Document passage:
--*--

Skip to content

metallb Runbook

Metadata

Field Value
Service metallb
Criticality Tier 0
Owner Platform / Networking owner
Namespace metallb-system
Clusters homelab, local, jls
Last validated 2026-04-17
Related service page ../services/metallb.md

Trigger Conditions

  • Services of type LoadBalancer remain pending without an external IP.
  • A previously reachable LoadBalancer IP stops responding after a rollout or node event.
  • Traefik or another edge service loses its advertised address.

1. Health Checks

Use these commands first to establish scope.

kubectl -n metallb-system get pods -o wide
kubectl -n metallb-system get ipaddresspools,l2advertisements
kubectl get svc -A | grep LoadBalancer
kubectl -n metallb-system logs deploy/controller --tail=200
kubectl -n metallb-system logs daemonset/speaker --tail=200

Probe verification

MetalLB health is determined by controller and speaker readiness plus successful address assignment.

kubectl -n metallb-system describe pod -l app.kubernetes.io/name=metallb
kubectl get svc -A | grep LoadBalancer

Record:

  • whether the controller or speaker pods are failing
  • whether the service event stream shows allocation failures
  • whether the issue affects one pool, one service, or the whole cluster

2. Troubleshooting Workflows

LoadBalancer service is stuck in Pending

kubectl -n <namespace> describe svc <service-name>
kubectl -n metallb-system get ipaddresspool metallb-pool -o yaml
kubectl -n metallb-system logs deploy/controller --tail=200

Check:

  • pool contains a free address
  • requested loadBalancerIP matches the active pool
  • service annotations or requested address do not conflict with the overlay pool

Address is assigned but traffic does not arrive

kubectl -n metallb-system logs daemonset/speaker --tail=200
kubectl get nodes -o wide
kubectl -n <namespace> get endpoints <service-name>

Check:

  • speaker pods are present on the nodes expected to announce the address
  • L2 network segment is still valid for the advertised address
  • backend endpoints are healthy and the problem is not in the consumer service itself

Overlay change introduced the wrong pool or version skew

kubectl -n metallb-system get ipaddresspools,l2advertisements -o yaml
git diff HEAD~1 -- metallb/

Check:

  • the active cluster overlay still points at the intended config.yaml
  • prod legacy overlay did not accidentally diverge further from the shared base
  • no overlapping or invalid CIDR or range was introduced

3. Disaster Recovery

Preconditions

  • Confirm whether the incident is configuration-only or a broader node or network failure.

--*--

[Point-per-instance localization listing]
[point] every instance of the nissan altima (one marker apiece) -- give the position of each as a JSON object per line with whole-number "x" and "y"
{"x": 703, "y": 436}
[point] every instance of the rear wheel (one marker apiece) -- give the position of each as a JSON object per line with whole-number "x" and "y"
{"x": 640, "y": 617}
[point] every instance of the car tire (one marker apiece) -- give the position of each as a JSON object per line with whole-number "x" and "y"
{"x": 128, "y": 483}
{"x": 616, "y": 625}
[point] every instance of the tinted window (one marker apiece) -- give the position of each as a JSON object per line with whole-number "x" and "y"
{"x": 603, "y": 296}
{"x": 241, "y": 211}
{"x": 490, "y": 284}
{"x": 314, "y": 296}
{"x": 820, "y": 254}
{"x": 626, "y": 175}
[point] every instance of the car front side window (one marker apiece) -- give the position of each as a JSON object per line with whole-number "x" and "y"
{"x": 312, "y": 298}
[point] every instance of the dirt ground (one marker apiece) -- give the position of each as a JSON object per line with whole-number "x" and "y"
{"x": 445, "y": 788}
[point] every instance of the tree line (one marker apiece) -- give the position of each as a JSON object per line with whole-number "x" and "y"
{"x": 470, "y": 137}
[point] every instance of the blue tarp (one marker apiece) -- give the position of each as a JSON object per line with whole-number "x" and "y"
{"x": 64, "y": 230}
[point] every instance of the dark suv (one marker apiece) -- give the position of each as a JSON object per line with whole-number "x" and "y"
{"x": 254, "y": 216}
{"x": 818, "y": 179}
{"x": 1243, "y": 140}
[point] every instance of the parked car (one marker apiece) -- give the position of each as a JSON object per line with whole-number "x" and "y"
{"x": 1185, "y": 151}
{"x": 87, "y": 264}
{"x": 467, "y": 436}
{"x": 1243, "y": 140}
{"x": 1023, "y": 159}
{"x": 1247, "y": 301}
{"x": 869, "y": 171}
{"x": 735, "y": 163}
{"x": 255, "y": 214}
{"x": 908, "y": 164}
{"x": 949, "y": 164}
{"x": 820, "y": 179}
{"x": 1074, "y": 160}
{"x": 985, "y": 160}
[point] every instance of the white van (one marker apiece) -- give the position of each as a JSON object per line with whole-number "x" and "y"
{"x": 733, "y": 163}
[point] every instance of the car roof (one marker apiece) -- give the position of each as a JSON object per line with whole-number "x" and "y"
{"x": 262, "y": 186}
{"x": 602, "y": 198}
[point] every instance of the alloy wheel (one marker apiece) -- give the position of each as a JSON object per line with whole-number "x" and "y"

--*--

Exercise details:
Answer these questions from the MetalLB runbook:
(a) What date is given as when the runbook was last validated?
(b) Under "Probe verification," what determines MetalLB health?
(c) Under "Address is assigned but traffic does not arrive," which command lists the nodes?
The listing is separate material and has no connection to the MetalLB runbook.

Answer to the exercise:
(a) 2026-04-17
(b) Controller and speaker readiness plus successful address assignment.
(c) kubectl get nodes -o wide